**WHAT IS REQUIRED**:
The answer must be every line of the records below that holds the word "thin".

━━━ SUPPLIED MATERIAL ━━━

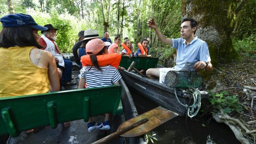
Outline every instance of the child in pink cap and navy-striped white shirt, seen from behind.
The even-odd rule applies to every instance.
[[[98,55],[108,54],[106,46],[110,46],[110,42],[103,42],[99,38],[90,40],[86,44],[86,54],[90,56],[90,60],[93,66],[84,66],[80,70],[80,82],[78,88],[95,88],[101,86],[111,86],[112,84],[119,84],[121,75],[118,70],[110,65],[99,66],[97,57]],[[94,130],[109,130],[109,116],[106,114],[104,122],[96,123],[89,118],[89,123],[87,124],[88,132]]]

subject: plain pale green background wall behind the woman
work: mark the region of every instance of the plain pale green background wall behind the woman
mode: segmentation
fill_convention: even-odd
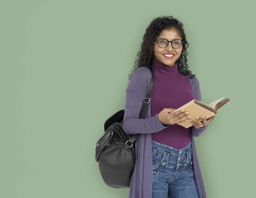
[[[0,197],[128,198],[93,147],[161,15],[184,24],[202,100],[232,100],[195,138],[207,198],[255,196],[252,2],[0,0]]]

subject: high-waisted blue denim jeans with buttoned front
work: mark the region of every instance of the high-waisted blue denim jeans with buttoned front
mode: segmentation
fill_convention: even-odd
[[[183,149],[175,149],[152,141],[152,157],[152,198],[199,198],[191,142]]]

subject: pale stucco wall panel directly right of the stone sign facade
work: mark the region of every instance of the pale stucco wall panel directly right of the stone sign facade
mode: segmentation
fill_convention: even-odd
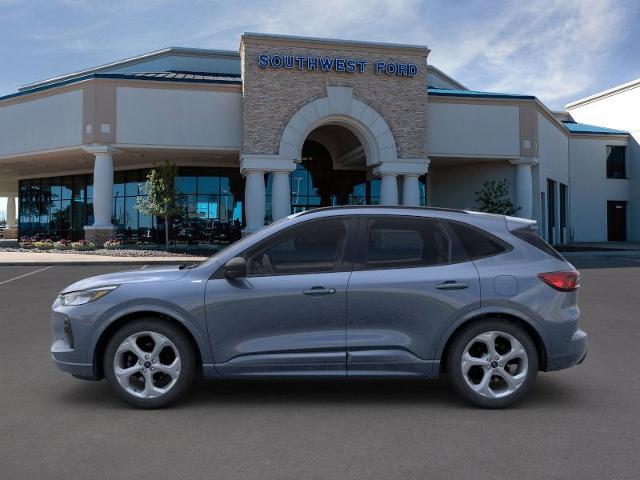
[[[517,106],[429,102],[428,123],[429,155],[520,155]]]

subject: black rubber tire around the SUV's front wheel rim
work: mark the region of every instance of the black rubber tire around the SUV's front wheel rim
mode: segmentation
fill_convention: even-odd
[[[140,398],[127,392],[118,382],[114,371],[116,351],[122,342],[135,333],[146,331],[167,337],[180,356],[180,373],[174,385],[166,393],[154,398]],[[193,382],[196,370],[195,352],[187,336],[171,322],[158,318],[135,320],[116,331],[107,343],[102,365],[111,390],[129,405],[145,409],[162,408],[181,398]]]

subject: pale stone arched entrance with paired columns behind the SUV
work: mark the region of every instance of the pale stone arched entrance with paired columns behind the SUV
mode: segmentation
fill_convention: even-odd
[[[398,158],[389,125],[352,88],[328,86],[289,119],[276,154],[241,155],[245,232],[320,206],[420,205],[427,168],[426,159]]]

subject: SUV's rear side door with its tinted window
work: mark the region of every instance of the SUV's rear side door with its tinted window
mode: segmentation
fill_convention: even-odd
[[[445,222],[361,222],[347,306],[348,375],[428,376],[454,319],[480,304],[478,272]]]

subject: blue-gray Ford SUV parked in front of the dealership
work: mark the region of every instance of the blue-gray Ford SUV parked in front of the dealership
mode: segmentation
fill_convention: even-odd
[[[579,274],[534,222],[466,211],[336,207],[291,215],[195,266],[88,278],[53,304],[56,365],[141,408],[196,375],[446,374],[504,407],[539,370],[580,363]]]

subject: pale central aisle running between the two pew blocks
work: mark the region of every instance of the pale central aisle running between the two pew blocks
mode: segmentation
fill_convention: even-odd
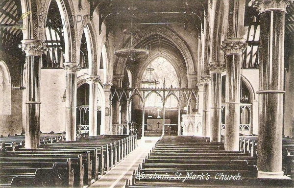
[[[159,137],[145,137],[137,140],[137,148],[127,158],[103,175],[90,188],[123,188],[125,180],[131,180],[133,171],[142,164],[143,159],[158,141]]]

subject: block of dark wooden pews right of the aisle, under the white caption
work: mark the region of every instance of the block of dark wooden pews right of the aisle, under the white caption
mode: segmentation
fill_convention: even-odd
[[[193,136],[164,136],[125,187],[294,187],[291,179],[257,179],[256,164],[256,157],[242,151],[225,151],[221,142]]]

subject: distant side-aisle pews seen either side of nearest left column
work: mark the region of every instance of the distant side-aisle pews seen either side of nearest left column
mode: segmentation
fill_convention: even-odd
[[[65,141],[65,132],[63,133],[40,133],[40,147],[44,147],[45,143],[54,143],[58,141]],[[0,149],[6,151],[14,151],[18,148],[25,148],[25,135],[14,136],[8,135],[7,137],[0,137]]]

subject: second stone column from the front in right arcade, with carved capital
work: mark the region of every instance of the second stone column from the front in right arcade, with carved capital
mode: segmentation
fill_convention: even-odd
[[[240,89],[242,52],[247,47],[245,39],[230,38],[222,41],[225,53],[225,136],[226,151],[239,151]]]

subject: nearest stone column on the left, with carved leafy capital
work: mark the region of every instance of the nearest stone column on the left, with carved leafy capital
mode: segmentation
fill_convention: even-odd
[[[40,71],[41,57],[48,50],[46,44],[38,40],[23,40],[19,45],[26,54],[26,122],[25,148],[39,148],[40,137]]]

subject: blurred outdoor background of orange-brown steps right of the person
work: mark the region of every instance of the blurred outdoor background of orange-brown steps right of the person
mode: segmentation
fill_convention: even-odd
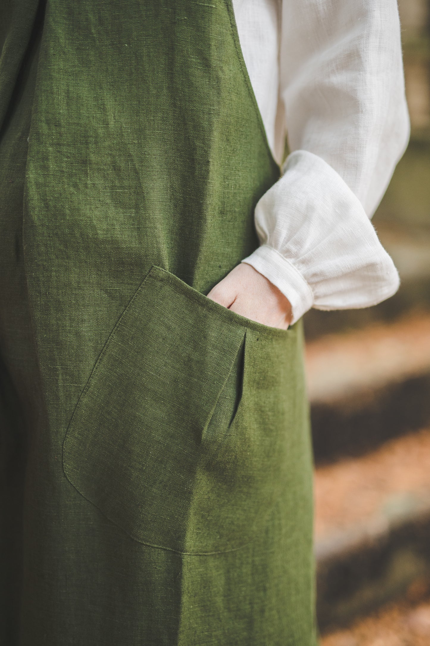
[[[430,645],[430,0],[399,0],[411,141],[373,223],[376,307],[305,316],[322,646]]]

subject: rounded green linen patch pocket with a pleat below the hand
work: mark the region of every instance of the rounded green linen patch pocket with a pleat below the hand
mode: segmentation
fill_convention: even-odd
[[[248,543],[282,486],[276,366],[294,338],[152,267],[77,403],[64,474],[147,545],[212,554]]]

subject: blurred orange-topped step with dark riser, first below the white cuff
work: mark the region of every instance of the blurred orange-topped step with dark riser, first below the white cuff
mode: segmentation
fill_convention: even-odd
[[[306,345],[317,464],[430,424],[430,313]]]

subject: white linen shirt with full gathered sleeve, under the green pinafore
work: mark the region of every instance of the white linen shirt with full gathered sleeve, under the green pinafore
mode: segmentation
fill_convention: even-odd
[[[409,140],[396,0],[233,0],[273,157],[246,262],[291,302],[375,305],[399,277],[370,218]]]

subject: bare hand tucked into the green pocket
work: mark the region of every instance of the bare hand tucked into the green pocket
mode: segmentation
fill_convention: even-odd
[[[271,328],[287,329],[293,317],[288,298],[266,276],[244,262],[212,287],[208,298]]]

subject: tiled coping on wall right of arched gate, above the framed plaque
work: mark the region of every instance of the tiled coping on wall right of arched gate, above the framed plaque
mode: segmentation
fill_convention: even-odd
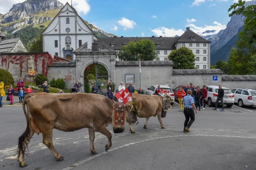
[[[172,61],[116,61],[117,65],[174,65]]]

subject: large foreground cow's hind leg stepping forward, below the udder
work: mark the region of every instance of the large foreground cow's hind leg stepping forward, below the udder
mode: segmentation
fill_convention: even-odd
[[[57,150],[55,150],[53,143],[52,143],[52,129],[48,131],[42,132],[43,134],[43,143],[48,147],[48,149],[51,151],[54,158],[57,159],[57,161],[63,161],[63,157],[58,154]]]

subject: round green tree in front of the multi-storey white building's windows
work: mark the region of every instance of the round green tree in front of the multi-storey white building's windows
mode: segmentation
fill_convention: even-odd
[[[173,50],[168,59],[174,63],[173,69],[195,69],[195,55],[187,47]]]

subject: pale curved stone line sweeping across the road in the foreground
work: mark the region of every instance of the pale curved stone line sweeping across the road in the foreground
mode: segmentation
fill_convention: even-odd
[[[84,159],[84,160],[81,160],[81,161],[79,161],[79,162],[77,162],[77,163],[75,163],[75,164],[73,164],[73,165],[70,165],[70,167],[66,167],[66,168],[64,168],[64,169],[62,169],[62,170],[71,170],[71,169],[73,169],[74,167],[77,167],[77,166],[79,166],[79,165],[81,165],[81,164],[84,164],[84,163],[86,163],[86,162],[88,162],[88,161],[90,161],[90,160],[93,160],[93,159],[95,159],[95,158],[98,158],[98,157],[100,157],[100,156],[102,156],[102,155],[105,155],[105,154],[108,154],[108,153],[110,153],[110,152],[113,152],[113,151],[115,151],[115,150],[119,150],[119,149],[121,149],[121,148],[123,148],[123,147],[130,147],[130,146],[132,146],[132,145],[134,145],[134,144],[138,144],[138,143],[142,143],[142,142],[148,142],[148,141],[153,141],[153,140],[158,140],[158,139],[166,139],[166,138],[175,138],[175,137],[189,137],[189,136],[200,136],[200,137],[202,137],[202,136],[204,136],[204,137],[206,137],[206,136],[209,136],[209,137],[231,137],[231,138],[249,138],[249,139],[256,139],[256,137],[246,137],[246,136],[223,136],[223,135],[189,135],[189,134],[187,134],[187,135],[177,135],[177,136],[165,136],[165,137],[157,137],[157,138],[152,138],[152,139],[145,139],[145,140],[140,140],[140,141],[136,141],[136,142],[132,142],[132,143],[129,143],[129,144],[124,144],[124,145],[121,145],[121,146],[118,146],[118,147],[115,147],[114,149],[109,149],[108,151],[104,151],[104,152],[102,152],[102,153],[98,153],[98,154],[96,154],[96,155],[93,155],[93,156],[90,156],[89,158],[87,158],[87,159]]]

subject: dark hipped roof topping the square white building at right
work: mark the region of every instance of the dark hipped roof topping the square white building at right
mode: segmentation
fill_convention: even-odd
[[[195,37],[195,40],[192,40],[190,37]],[[191,31],[189,28],[186,28],[186,31],[179,37],[177,42],[206,42],[211,43],[211,41],[204,39],[200,35]]]

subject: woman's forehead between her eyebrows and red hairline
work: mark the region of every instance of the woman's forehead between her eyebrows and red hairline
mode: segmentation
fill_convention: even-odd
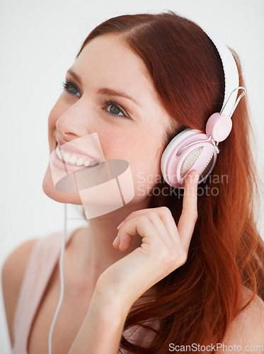
[[[122,90],[137,101],[142,95],[156,99],[144,62],[119,35],[101,35],[88,42],[71,68],[91,88]]]

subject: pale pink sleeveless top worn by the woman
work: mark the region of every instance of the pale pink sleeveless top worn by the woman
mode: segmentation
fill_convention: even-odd
[[[77,229],[67,232],[66,246],[76,231]],[[59,261],[62,237],[63,232],[52,232],[48,236],[41,237],[35,242],[30,253],[14,318],[13,354],[28,353],[30,329],[55,265]],[[157,321],[152,322],[152,326],[159,329]],[[142,331],[139,327],[134,326],[132,329],[127,329],[124,336],[127,339],[130,338],[131,342],[141,341],[146,345],[151,343],[154,333],[152,331]]]

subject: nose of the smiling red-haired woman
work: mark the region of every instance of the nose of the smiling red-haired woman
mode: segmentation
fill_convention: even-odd
[[[88,124],[87,108],[82,105],[71,105],[56,122],[57,132],[63,139],[72,140],[91,134]]]

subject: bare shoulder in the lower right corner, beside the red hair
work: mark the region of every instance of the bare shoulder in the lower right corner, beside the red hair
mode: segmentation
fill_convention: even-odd
[[[243,287],[243,304],[246,304],[251,296],[251,290]],[[257,353],[261,348],[263,350],[264,302],[258,295],[255,295],[251,304],[236,316],[223,343],[226,346],[234,346],[236,343],[236,346],[241,346],[241,353],[248,352],[246,346],[252,346],[251,353]]]

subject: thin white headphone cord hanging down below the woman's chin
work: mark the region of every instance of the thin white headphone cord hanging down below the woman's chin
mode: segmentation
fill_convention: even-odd
[[[49,354],[52,354],[52,332],[54,329],[55,322],[57,320],[57,316],[59,314],[59,309],[62,305],[62,299],[64,295],[64,275],[63,275],[63,259],[64,259],[64,251],[66,245],[66,233],[67,233],[67,204],[64,204],[64,234],[62,239],[62,249],[59,258],[59,278],[60,278],[60,295],[59,295],[59,302],[57,304],[57,309],[54,313],[54,317],[52,320],[52,325],[50,326],[50,333],[49,333]]]

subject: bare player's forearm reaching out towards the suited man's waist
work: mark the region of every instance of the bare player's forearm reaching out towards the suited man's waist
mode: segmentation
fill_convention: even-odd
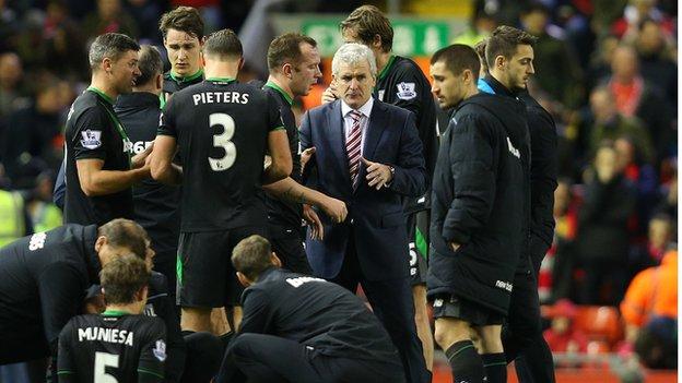
[[[291,177],[263,185],[263,189],[282,201],[317,206],[325,211],[334,222],[343,222],[348,214],[343,201],[320,193],[317,190],[306,188]]]

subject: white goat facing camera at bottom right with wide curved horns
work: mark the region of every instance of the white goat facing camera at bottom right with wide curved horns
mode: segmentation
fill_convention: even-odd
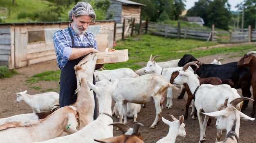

━━━

**SOLUTION BELOW**:
subject: thin white headphone cord hanging down below the woman's chin
work: mark the region of every instance of the thin white headphone cord hanging down below the woman's chin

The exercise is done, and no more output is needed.